═══ Texto proporcionado

Atrás de la imagen se revela una muestra de cabezas, chamanes y guerreros prehispánicos de la colección del pintor, todos de cerámica.
Sin una pizca de rubor, más bien con orgullo, Joaquín Tinta dice: “Durante 40 años fui el brazo ejecutor de las joyas del maestro Guayasamín; él traía los dibujos, siempre de motivos prehispánicos, de varias culturas antiguas, hechos con lápiz o grafito; yo elaboraba las joyas, en oro o en plata, era mi gran amigo, fuimos un dúo de arte y creatividad”.
Gabriel se apresura al estudio. Trae el dibujo enmarcado de un jaguar de ojos grises y un cuerpo enroscado, de caracol, como si fuese la alegoría de una mínima galaxia. Lo firma Guayasamín.
De una caja, Joaquín saca moldes de jaguares, máscaras, un grano de maíz, soles precolombinos de ocho puntas; los rostros angulosos, típicos del artista, cuyos orígenes eran de Sangolquí (Joaquín conoció a los padres de Guayasamín). “Con el reconocido pintor trabajé hasta días antes de su partida”, dice Joaquín, como un adiós reciente.
Él, como si confesara un secreto de juventud, reconoce que en los cincuenta fundía la plata fina de los sucres antiguos, unas monedas grandes y cotizadas. “La plata era de calidad y la mayoría de orfebres la empleábamos en el trabajo cotidiano; los sucres, nuestros tesoros, fueron emitidos por el Banco Central”.
También evoca que las denominadas ‘lauritas’, monedas de menor valor, que salieron en el gobierno de Isidro Ayora, eran fundidas. Gabriel sostiene que un comerciante europeo compra sus obras y las vende en tiendas de Perú, Panamá, México…, como si fuesen de esos países. “Yo siempre incluyo las letras EC, de Ecuador”.
Las aves de plata, en forma de medialuna, son las preferidas, igual que los peces. Foto: Galo Paguay / EL COMERCIO
A la quinta generación
El ahora patriarca de los Tinta –son 13 hermanos, seis viven en EE.UU., y seis aquí- lleva la mano derecha al mentón y evoca a sus antepasados orfebres.
“Mi abuelo (tatarabuelo de Gabriel) se llamó Joaquín como yo, hacía orfebrería religiosa al igual que mi padre, Rafael Humberto”.

══════

• **Objetivo del ejercicio**
Di si cada afirmación concuerda con el texto sobre el orfebre Joaquín Tinta; contesta sí o no y cita literalmente las palabras del texto que lo deciden. (a) Joaquín elaboraba las joyas a partir de dibujos que le traía Guayasamín. (b) Joaquín dejó de trabajar con Guayasamín muchos años antes de la partida del pintor. (c) Gabriel no marca sus obras con ninguna letra.

═══ Fragmentos de datos

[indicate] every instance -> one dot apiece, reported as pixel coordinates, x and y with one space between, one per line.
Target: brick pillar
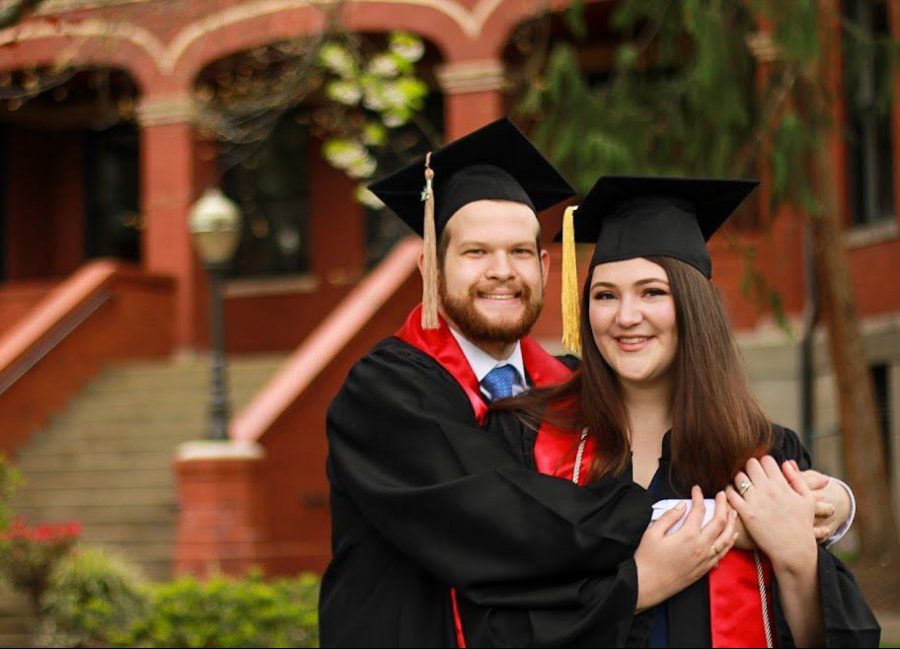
171 180
472 95
221 521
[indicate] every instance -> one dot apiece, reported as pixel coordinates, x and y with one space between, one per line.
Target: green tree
727 88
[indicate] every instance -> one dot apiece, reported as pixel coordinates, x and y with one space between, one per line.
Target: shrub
93 598
29 554
228 612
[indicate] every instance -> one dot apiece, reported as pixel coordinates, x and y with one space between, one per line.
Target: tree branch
15 12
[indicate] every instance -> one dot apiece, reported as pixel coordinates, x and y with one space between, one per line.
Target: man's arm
455 500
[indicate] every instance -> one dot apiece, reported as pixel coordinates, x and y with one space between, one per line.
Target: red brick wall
17 299
270 323
46 204
135 323
296 490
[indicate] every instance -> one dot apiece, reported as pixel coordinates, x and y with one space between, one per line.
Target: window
867 96
270 183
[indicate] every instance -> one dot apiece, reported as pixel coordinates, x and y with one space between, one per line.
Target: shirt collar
482 362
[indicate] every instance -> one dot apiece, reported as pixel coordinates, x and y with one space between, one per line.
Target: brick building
97 268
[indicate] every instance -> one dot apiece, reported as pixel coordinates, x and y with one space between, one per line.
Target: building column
473 95
222 515
173 176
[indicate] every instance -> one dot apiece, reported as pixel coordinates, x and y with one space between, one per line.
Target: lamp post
215 225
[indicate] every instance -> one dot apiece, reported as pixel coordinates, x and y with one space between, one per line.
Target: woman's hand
778 510
669 563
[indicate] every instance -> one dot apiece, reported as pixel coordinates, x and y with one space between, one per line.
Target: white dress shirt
481 362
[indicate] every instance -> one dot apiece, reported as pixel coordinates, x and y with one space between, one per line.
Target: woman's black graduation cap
639 216
496 162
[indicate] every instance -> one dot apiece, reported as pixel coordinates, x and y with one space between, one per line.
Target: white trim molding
461 77
171 109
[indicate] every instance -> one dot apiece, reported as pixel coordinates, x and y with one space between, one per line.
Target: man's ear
545 265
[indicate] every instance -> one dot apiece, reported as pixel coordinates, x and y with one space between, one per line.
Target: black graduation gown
848 620
422 499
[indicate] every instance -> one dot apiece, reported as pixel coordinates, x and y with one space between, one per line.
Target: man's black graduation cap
496 162
638 216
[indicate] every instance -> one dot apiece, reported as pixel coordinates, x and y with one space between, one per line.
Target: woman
662 400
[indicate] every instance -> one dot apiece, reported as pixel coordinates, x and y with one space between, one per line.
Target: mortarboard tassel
430 279
570 305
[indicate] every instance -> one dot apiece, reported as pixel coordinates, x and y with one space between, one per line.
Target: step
113 534
131 377
161 513
111 478
118 445
98 460
123 495
165 398
99 431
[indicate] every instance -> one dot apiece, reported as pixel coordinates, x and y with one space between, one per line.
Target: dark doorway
112 200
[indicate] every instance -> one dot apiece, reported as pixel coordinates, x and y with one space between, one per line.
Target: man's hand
832 502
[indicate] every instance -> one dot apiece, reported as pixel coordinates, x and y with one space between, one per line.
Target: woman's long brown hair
717 425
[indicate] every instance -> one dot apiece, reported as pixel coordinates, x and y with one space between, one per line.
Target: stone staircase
106 461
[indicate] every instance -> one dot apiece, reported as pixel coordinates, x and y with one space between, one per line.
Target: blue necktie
499 382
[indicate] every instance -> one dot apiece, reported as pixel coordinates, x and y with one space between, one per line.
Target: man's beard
482 331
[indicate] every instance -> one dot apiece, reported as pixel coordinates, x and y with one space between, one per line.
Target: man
430 491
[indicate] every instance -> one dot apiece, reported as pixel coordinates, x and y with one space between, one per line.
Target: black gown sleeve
519 546
848 620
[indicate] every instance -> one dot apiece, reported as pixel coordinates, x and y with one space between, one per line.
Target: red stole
736 608
542 368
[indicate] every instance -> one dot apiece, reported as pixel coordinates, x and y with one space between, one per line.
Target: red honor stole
735 601
542 368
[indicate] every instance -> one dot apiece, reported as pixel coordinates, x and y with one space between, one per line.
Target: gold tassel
430 279
571 307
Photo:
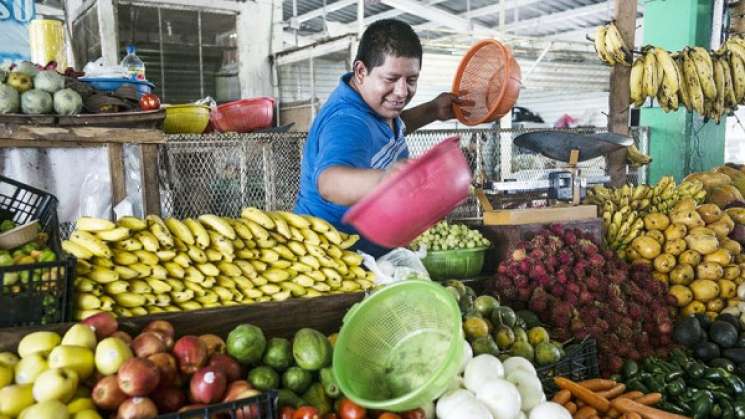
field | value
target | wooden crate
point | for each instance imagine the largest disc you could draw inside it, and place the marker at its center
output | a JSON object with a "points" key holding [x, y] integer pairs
{"points": [[280, 319]]}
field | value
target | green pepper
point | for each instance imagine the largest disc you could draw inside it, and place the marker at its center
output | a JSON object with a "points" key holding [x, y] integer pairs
{"points": [[316, 397], [696, 370], [635, 384], [329, 383], [675, 387], [630, 368], [702, 406], [287, 397]]}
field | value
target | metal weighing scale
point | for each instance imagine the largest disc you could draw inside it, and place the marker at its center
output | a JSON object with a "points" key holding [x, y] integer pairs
{"points": [[562, 189]]}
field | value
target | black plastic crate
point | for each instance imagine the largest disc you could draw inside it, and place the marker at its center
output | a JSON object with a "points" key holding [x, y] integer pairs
{"points": [[38, 293], [580, 363], [263, 406]]}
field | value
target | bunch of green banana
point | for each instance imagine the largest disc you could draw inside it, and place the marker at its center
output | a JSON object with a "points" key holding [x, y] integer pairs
{"points": [[140, 266], [610, 47], [655, 75], [624, 208]]}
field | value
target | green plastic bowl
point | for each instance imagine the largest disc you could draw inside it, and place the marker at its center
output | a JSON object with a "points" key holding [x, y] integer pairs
{"points": [[454, 264], [400, 348]]}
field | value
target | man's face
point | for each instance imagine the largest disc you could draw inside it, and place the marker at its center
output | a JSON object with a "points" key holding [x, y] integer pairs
{"points": [[388, 88]]}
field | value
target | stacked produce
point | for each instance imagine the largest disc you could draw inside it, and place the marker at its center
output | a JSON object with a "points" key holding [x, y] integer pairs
{"points": [[608, 398], [136, 266], [582, 291], [688, 387], [623, 208], [497, 330], [32, 91], [492, 389], [444, 236]]}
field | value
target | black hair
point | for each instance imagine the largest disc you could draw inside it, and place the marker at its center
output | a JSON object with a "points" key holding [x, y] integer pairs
{"points": [[388, 37]]}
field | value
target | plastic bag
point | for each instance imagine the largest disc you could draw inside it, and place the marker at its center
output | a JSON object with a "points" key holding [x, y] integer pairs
{"points": [[397, 265]]}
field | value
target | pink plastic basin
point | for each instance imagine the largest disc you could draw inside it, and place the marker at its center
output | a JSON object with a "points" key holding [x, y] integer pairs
{"points": [[414, 199], [243, 115]]}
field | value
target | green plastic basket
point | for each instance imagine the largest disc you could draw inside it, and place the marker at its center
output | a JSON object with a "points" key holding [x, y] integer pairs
{"points": [[400, 348], [454, 264]]}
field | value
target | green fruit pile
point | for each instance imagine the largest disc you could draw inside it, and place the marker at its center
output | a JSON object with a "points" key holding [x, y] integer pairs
{"points": [[444, 236], [498, 330]]}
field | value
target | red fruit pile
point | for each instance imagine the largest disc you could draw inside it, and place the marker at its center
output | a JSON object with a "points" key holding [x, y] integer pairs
{"points": [[581, 290]]}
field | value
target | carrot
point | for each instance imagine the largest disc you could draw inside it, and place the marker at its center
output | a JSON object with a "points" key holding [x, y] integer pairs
{"points": [[562, 397], [598, 384], [585, 413], [650, 399], [646, 412], [614, 392], [631, 395], [571, 407], [599, 403]]}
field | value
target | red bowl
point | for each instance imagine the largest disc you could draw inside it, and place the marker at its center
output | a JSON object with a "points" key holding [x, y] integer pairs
{"points": [[414, 199], [244, 115]]}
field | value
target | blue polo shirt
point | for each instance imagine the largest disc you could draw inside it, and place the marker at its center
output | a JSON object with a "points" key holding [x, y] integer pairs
{"points": [[346, 132]]}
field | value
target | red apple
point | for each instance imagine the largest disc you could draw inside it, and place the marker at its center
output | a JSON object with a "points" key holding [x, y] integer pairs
{"points": [[137, 408], [138, 376], [147, 343], [235, 388], [207, 385], [227, 365], [106, 394], [191, 354], [214, 343], [103, 323], [167, 368], [124, 336], [168, 399]]}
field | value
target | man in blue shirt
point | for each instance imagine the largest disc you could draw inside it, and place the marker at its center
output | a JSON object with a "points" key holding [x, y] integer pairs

══════

• **Respuesta esperada**
(a) Sí: "él traía los dibujos, siempre de motivos prehispánicos, de varias culturas antiguas, hechos con lápiz o grafito; yo elaboraba las joyas, en oro o en plata".
(b) No: "Con el reconocido pintor trabajé hasta días antes de su partida".
(c) No: "Yo siempre incluyo las letras EC, de Ecuador".